Point localization data
*-*-*

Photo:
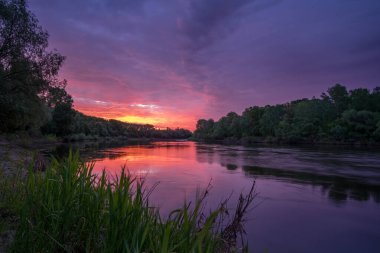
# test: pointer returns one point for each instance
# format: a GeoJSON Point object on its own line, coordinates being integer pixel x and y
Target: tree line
{"type": "Point", "coordinates": [340, 115]}
{"type": "Point", "coordinates": [32, 97]}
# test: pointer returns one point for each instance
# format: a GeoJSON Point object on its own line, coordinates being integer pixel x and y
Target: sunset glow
{"type": "Point", "coordinates": [169, 63]}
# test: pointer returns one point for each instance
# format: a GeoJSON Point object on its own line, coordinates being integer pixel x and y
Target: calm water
{"type": "Point", "coordinates": [310, 200]}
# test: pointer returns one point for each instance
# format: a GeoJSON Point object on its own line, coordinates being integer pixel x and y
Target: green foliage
{"type": "Point", "coordinates": [340, 115]}
{"type": "Point", "coordinates": [69, 209]}
{"type": "Point", "coordinates": [28, 71]}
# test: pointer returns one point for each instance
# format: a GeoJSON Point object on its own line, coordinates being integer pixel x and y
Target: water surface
{"type": "Point", "coordinates": [310, 199]}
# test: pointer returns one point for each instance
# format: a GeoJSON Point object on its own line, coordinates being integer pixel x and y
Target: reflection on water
{"type": "Point", "coordinates": [311, 199]}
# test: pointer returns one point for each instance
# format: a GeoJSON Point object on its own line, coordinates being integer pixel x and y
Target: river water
{"type": "Point", "coordinates": [309, 199]}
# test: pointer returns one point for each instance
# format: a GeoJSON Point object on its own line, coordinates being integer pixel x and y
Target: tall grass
{"type": "Point", "coordinates": [68, 209]}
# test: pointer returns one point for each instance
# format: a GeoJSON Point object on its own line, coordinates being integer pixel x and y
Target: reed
{"type": "Point", "coordinates": [67, 208]}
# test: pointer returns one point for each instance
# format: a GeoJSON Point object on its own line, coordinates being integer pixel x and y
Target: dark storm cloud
{"type": "Point", "coordinates": [203, 58]}
{"type": "Point", "coordinates": [207, 21]}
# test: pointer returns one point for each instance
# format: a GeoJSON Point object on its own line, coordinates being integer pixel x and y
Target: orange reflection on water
{"type": "Point", "coordinates": [171, 164]}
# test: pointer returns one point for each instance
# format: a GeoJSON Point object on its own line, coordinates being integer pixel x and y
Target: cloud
{"type": "Point", "coordinates": [176, 61]}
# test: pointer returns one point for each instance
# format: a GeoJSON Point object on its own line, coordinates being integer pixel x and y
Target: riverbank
{"type": "Point", "coordinates": [66, 208]}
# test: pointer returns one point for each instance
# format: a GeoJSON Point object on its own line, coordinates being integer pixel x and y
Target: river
{"type": "Point", "coordinates": [309, 199]}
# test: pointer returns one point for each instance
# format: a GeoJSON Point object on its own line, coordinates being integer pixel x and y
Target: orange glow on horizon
{"type": "Point", "coordinates": [143, 120]}
{"type": "Point", "coordinates": [161, 121]}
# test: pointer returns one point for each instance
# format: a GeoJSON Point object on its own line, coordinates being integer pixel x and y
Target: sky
{"type": "Point", "coordinates": [171, 62]}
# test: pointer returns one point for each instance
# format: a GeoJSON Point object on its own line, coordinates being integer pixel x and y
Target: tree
{"type": "Point", "coordinates": [360, 99]}
{"type": "Point", "coordinates": [339, 95]}
{"type": "Point", "coordinates": [27, 69]}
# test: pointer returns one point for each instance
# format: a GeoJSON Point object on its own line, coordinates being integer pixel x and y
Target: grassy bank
{"type": "Point", "coordinates": [67, 209]}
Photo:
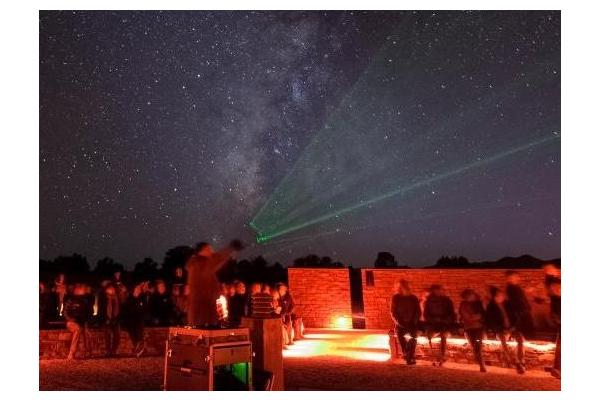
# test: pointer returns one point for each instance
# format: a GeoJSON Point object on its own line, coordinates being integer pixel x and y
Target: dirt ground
{"type": "Point", "coordinates": [314, 373]}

*-*-*

Could you output every record above exactly as written, leaving out the pictures?

Photo:
# test: pointer returns one point for each instance
# format: a GeoJSON Point object on its own line, coordinates being integer pixel x and y
Target: tree line
{"type": "Point", "coordinates": [340, 115]}
{"type": "Point", "coordinates": [32, 97]}
# test: pointer returns one point for each instance
# format: a GeoJSON Point object on its own line, coordinates being integer pixel x and y
Target: sunset glow
{"type": "Point", "coordinates": [169, 63]}
# test: pointer returns one point for each instance
# format: a GeoJSON Point object on its own line, coordinates being integer pixel x and y
Target: calm water
{"type": "Point", "coordinates": [310, 200]}
# test: pointer returns one point for each instance
# format: a GeoJSON Point object on its own line, coordinates being integer pixel x and y
Target: green foliage
{"type": "Point", "coordinates": [340, 115]}
{"type": "Point", "coordinates": [69, 209]}
{"type": "Point", "coordinates": [28, 71]}
# test: pointer returns one point for each instance
# format: a GeoJSON Point object on its own line, coordinates being integer pixel x and y
Target: water surface
{"type": "Point", "coordinates": [310, 199]}
# test: pointer returns one point for each instance
# format: a GeoJSON Point object on its own line, coordinates being integer pixel x and y
Target: reflection on water
{"type": "Point", "coordinates": [311, 199]}
# test: pointer returns one point for each instance
# format: a GeoJSON Point object on its own line, coordinates being integer pixel x and y
Target: river water
{"type": "Point", "coordinates": [309, 199]}
# test: pointer returns one point for each instance
# format: a GeoJSON Point object on its own line, coordinates being integer pixel x and y
Target: tall grass
{"type": "Point", "coordinates": [68, 209]}
# test: pointer returns one point for each instance
# format: a GeoJSON Point object on its own line, coordinates being integer pixel x and y
Target: reed
{"type": "Point", "coordinates": [67, 208]}
# test: pointer returns one point for each instance
# format: a GeoJSON Point object on its own line, coordinates being integer pixel x and y
Target: dark storm cloud
{"type": "Point", "coordinates": [203, 58]}
{"type": "Point", "coordinates": [207, 21]}
# test: pointer returns one point for each instance
# format: a GeoJSON Point object on its own line, coordinates being integer pixel x and y
Target: orange reflection on water
{"type": "Point", "coordinates": [171, 164]}
# test: pointer returns one point for each instance
# format: a GeoJSON Point object on its own line, coordinates being integer pixel x and y
Target: cloud
{"type": "Point", "coordinates": [176, 61]}
# test: pointer returns one point for each instance
# format: a GeoJSON Point object on its own line, coordinates being integer pixel x and y
Target: riverbank
{"type": "Point", "coordinates": [66, 208]}
# test: pointer returns one point for each instance
# format: a GeoJSON Point object on its own line, coordinates being integer pixel x and y
Target: river
{"type": "Point", "coordinates": [309, 199]}
# test: pointer returns one point for each instance
# format: a GeoJSON Point object on its own line, coordinates being integer pixel x and y
Target: orange glow on horizon
{"type": "Point", "coordinates": [143, 120]}
{"type": "Point", "coordinates": [161, 121]}
# test: pointer returns one point for each instance
# format: a GeoJSON Point object on its own line, coordinates being integer pixel x and y
Target: sky
{"type": "Point", "coordinates": [171, 62]}
# test: pointer returns one point for each instance
# format: a GeoJSON Point object on its own line, coordinates being integer pixel x and y
Target: tree
{"type": "Point", "coordinates": [360, 99]}
{"type": "Point", "coordinates": [339, 95]}
{"type": "Point", "coordinates": [27, 69]}
# test: pointer returns one point for each instance
# format: a GeoJSON Point object on its own line, coordinates being integer pixel x and y
Target: grassy bank
{"type": "Point", "coordinates": [67, 209]}
Photo:
# test: pointer returns one point for each instance
# format: a GeoJSON Point object on its own line, coordinates being integer pixel x and y
Target: dirt ground
{"type": "Point", "coordinates": [314, 373]}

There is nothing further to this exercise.